━━━━━ PAGE EXTRACT ━━━━━

The Unification Church, a powerful religious group commonly derided as 'The Moonies', is under investigation for its role in Japanese politics following the assassination of former Prime Minister Shinzo Abe. Some call it a cult, while others say the church's aim is world peace.

SBS Dateline, Australia/March 5, 2023

By Agnes Teek and Jennifer Scherer

When Jinae first met her husband, she could hardly communicate with him. He was from Japan and she was brought up in the US, but according to Jinae this "was kind of normal in the church".

She was born into a religious movement called The Family Federation for World Peace and Unification, more commonly known as the Unification Church.

Founded in Seoul, South Korea in 1954, those who are faithful to the Unification Church are often nicknamed 'Moonies', after their leader Sun Myung Moon. Jinae says she was taught to believe that Reverend Moon was the "Messiah" and the "True Father".

Moon was staunchly anti-communist and his church spread internationally during the cold war. Today, the church operates in 120 countries and has around 600,000 members. It gained notoriety for its so-called "mass weddings", blessing ceremonies of thousands of couples, often held in indoor arenas or outdoor sports stadiums.

A man and a woman.

Jinae's parents matched her with her future husband, and they were married in a mass wedding ceremony in Korea. Jinae says this ceremony signifies the change of blood lineage from Satan's lineage to God's lineage.

As a "Blessed Child", second-generation member of the Church, she had known her whole life this was her fate. On her wedding day she says she was miserable.

"I couldn't disappoint my parents and I couldn't lose my community.

"This was my whole life."

'I would call it a cult'

According to Jinae, shortly after she was born, Reverend Moon decreed all member's children should be raised in Church nurseries or by their grandparents. She says this enabled her parents to dedicate more of their life to the Church’s mission.

"So much of my life was decided before I was even old enough to have a say in anything," she told SBS Dateline.

Her parents told her that when she was three months old, she was dropped off at a nursery in Colorado in the United States. Jinae remembers, three years later, "when they came to pick me up from the nursery, I didn't really know they were my parents". However her parents have subsequently told her they did visit her in the nursery.

━━━━━

GIVEN INSTRUCTION ->
According to the article on the Unification Church, in what city and year was the church founded? The data after this article has nothing to do with it.

━━━━━ RECORD EXTRACTS ━━━━━

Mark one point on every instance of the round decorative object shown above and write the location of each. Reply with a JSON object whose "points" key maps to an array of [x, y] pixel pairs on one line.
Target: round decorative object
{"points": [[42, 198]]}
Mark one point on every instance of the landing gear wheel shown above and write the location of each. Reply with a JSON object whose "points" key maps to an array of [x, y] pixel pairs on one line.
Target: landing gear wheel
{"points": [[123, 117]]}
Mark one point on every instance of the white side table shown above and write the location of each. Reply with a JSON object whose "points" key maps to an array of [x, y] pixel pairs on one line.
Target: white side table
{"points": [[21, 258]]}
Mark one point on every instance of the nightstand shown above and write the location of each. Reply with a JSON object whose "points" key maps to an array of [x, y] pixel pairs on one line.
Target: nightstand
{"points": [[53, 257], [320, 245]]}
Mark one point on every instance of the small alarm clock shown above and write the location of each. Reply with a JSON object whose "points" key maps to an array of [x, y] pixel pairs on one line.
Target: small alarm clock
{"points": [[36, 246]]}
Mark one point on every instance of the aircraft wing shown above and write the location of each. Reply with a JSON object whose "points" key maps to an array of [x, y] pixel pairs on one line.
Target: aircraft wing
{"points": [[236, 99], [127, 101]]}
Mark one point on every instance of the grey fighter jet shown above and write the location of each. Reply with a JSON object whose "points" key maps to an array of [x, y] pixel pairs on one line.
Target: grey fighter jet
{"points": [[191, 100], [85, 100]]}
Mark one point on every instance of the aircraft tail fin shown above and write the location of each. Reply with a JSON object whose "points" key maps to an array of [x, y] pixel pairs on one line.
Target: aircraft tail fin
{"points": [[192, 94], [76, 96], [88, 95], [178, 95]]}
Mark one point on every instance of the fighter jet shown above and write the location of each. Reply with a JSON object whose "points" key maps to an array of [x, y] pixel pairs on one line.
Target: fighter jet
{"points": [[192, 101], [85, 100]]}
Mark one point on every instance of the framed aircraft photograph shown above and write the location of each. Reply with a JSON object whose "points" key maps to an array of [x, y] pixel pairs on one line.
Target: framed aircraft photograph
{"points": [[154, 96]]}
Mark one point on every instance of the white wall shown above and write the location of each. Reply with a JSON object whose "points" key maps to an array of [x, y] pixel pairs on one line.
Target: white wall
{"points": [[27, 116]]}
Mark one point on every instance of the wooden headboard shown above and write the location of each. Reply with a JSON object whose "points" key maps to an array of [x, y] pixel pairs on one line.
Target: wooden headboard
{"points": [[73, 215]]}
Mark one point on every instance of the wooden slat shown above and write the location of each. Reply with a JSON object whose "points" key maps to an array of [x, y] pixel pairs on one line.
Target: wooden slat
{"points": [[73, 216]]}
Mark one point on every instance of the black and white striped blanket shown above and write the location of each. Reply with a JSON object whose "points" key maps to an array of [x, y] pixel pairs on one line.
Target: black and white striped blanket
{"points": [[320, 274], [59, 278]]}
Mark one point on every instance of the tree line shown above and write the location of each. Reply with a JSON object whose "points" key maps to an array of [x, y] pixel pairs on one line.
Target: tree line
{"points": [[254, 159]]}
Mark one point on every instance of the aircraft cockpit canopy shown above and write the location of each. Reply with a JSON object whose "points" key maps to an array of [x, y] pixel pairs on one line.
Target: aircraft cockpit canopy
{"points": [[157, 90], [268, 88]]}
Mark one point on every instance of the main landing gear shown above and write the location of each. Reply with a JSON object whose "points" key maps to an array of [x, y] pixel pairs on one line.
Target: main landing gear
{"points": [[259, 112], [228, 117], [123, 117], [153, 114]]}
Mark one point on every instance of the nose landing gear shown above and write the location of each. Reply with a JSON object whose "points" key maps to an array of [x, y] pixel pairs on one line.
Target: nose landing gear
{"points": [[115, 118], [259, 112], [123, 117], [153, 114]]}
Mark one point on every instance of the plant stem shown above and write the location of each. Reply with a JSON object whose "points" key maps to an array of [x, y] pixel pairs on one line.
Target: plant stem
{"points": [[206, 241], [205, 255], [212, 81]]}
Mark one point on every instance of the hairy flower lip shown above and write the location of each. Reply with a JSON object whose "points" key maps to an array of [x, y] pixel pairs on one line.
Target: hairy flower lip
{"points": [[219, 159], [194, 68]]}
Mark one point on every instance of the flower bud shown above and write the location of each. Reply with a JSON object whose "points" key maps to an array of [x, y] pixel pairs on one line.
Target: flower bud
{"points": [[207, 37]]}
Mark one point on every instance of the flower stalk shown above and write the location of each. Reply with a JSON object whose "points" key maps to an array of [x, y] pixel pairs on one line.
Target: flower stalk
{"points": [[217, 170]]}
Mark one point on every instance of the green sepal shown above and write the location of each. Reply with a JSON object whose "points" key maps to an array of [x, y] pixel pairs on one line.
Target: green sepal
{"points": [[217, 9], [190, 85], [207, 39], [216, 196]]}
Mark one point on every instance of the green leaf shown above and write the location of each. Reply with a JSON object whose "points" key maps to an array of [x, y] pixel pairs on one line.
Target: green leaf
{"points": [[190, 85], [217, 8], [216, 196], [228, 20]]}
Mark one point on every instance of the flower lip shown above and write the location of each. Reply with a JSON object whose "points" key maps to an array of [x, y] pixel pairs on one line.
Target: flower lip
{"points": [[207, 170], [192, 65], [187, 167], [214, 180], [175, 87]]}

━━━━━

TASK SOLUTION ->
Seoul, South Korea, in 1954.